- _Task brief_: Locate every line in the material below that contains the word "dining", matching case exactly, and copy each of those lines out.

## START

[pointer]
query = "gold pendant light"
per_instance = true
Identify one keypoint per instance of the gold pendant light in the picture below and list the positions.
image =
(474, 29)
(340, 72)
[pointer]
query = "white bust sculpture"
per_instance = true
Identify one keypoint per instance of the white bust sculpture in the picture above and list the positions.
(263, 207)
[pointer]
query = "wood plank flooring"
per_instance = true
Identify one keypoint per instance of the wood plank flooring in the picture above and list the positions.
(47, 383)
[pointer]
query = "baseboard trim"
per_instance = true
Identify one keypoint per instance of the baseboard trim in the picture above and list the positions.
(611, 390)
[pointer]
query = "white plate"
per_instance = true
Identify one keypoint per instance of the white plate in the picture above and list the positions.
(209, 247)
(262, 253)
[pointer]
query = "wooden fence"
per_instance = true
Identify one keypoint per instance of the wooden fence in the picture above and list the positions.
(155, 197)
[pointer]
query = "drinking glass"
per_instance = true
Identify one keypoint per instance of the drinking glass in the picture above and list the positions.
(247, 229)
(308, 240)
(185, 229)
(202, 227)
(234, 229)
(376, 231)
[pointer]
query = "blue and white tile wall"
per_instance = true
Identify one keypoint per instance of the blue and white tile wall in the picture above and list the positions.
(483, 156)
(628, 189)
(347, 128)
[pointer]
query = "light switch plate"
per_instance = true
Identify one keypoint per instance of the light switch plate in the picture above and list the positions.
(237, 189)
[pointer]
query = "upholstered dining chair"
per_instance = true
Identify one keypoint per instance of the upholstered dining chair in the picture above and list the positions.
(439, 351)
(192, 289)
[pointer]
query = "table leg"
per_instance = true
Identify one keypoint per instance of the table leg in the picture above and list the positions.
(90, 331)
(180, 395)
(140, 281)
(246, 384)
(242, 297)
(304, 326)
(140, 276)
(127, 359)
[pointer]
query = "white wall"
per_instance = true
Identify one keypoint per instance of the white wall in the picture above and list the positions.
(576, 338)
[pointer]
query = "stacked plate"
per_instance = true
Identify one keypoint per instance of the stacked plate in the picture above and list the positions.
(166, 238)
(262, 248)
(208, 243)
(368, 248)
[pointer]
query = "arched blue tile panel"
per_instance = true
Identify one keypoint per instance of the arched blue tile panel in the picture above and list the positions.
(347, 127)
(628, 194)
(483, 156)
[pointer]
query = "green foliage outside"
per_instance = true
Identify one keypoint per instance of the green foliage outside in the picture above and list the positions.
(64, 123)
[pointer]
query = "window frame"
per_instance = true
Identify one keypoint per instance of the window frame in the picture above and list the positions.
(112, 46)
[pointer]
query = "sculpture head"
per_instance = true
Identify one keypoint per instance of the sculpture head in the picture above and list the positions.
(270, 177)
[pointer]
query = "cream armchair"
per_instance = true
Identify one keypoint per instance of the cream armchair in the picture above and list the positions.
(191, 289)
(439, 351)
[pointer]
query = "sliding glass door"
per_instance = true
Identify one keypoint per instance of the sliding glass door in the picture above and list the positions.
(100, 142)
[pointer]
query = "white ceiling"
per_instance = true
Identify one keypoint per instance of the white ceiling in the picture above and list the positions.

## END
## START

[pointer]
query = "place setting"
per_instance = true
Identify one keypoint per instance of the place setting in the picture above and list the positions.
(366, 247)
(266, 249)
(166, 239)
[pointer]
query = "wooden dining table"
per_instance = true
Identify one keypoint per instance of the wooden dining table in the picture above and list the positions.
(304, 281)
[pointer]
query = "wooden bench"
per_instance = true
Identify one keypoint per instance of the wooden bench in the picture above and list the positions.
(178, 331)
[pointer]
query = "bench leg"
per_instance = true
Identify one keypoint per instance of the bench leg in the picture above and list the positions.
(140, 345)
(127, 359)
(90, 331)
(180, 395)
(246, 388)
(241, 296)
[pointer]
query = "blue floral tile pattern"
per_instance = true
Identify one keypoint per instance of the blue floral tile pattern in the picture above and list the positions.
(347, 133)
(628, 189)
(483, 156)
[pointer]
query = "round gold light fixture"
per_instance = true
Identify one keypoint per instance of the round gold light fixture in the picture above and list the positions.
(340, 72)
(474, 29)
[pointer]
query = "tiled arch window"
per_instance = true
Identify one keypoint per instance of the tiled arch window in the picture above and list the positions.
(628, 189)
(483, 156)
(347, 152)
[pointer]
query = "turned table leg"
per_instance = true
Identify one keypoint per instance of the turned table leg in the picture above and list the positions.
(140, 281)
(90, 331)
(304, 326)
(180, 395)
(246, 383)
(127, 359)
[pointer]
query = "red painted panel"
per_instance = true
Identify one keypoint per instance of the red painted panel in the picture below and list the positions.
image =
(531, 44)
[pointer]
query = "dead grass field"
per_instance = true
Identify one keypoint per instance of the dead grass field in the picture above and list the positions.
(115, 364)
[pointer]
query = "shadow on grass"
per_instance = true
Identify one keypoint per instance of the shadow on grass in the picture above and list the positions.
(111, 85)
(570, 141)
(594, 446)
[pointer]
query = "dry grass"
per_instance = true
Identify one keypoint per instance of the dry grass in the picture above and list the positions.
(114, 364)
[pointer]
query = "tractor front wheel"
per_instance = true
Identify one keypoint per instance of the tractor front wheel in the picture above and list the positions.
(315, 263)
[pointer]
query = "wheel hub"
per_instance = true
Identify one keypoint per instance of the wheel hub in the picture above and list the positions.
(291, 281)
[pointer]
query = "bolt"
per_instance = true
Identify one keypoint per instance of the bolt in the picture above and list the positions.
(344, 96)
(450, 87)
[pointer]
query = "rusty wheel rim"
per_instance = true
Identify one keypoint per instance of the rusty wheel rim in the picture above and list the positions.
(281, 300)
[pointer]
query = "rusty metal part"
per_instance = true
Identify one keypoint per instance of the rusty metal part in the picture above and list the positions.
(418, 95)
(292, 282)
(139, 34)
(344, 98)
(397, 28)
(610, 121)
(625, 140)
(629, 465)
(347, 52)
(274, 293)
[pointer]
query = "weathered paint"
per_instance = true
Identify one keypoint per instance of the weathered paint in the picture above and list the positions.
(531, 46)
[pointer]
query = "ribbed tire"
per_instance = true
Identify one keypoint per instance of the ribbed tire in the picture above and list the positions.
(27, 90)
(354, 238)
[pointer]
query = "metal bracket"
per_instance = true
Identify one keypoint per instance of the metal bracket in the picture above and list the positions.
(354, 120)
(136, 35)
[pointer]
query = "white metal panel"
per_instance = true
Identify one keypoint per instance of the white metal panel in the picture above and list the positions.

## END
## START

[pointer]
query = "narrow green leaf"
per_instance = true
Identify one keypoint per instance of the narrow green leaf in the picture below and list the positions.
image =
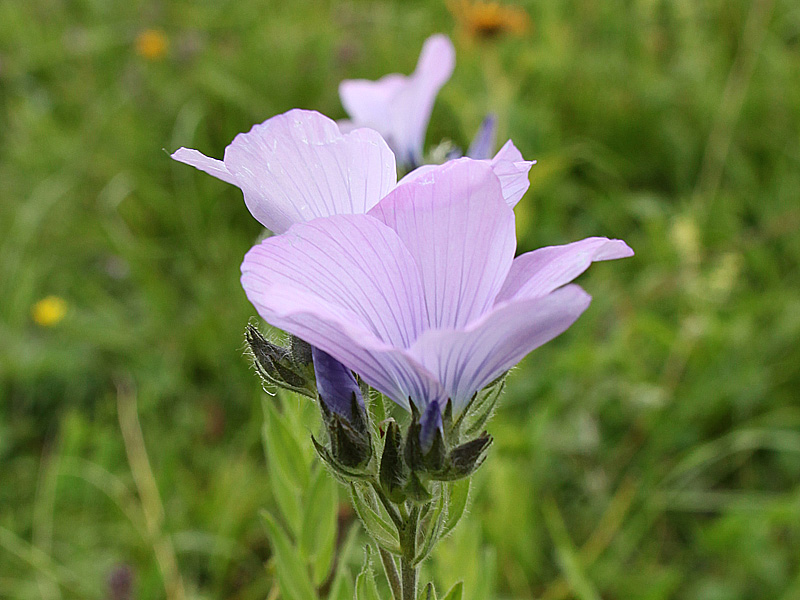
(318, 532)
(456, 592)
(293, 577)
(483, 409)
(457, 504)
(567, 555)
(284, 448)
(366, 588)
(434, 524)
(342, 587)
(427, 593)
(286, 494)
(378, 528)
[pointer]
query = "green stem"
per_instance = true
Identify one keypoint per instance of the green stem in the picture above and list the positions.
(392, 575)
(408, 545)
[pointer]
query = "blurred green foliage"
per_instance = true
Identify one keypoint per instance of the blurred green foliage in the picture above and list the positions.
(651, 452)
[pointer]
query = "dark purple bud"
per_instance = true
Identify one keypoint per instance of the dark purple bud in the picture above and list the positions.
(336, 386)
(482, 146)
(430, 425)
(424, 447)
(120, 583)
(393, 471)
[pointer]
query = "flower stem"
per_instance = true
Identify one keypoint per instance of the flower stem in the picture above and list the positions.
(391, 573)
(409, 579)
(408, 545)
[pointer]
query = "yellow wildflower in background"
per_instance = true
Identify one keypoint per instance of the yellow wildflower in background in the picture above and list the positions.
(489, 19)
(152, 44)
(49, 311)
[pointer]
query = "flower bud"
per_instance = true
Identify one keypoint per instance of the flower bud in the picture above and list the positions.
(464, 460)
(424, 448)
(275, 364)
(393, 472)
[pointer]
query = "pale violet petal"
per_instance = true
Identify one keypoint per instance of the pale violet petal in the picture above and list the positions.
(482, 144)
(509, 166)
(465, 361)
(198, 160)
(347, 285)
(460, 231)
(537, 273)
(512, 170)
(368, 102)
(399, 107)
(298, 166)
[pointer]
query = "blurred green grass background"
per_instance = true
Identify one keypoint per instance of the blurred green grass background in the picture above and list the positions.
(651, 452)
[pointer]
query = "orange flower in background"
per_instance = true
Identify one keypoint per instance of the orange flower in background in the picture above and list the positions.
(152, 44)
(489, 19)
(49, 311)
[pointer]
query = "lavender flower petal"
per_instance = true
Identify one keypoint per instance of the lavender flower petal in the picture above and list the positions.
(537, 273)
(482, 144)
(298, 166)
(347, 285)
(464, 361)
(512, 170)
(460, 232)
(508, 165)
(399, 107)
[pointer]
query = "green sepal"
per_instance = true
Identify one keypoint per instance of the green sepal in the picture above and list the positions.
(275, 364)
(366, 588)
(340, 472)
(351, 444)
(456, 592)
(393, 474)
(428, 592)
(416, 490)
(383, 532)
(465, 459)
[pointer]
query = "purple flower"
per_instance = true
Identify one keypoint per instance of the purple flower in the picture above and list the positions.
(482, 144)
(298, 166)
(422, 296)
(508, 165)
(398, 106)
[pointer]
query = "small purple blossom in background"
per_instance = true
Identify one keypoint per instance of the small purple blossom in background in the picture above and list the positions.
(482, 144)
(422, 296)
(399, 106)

## END

- _The output_:
query = "upholstered dining chair"
Identify one keypoint per instance of the upholstered dining chair in the picture above and list the positions.
query = "wooden dining table"
Identify one keypoint per instance of the wooden dining table in the picture above and list the positions.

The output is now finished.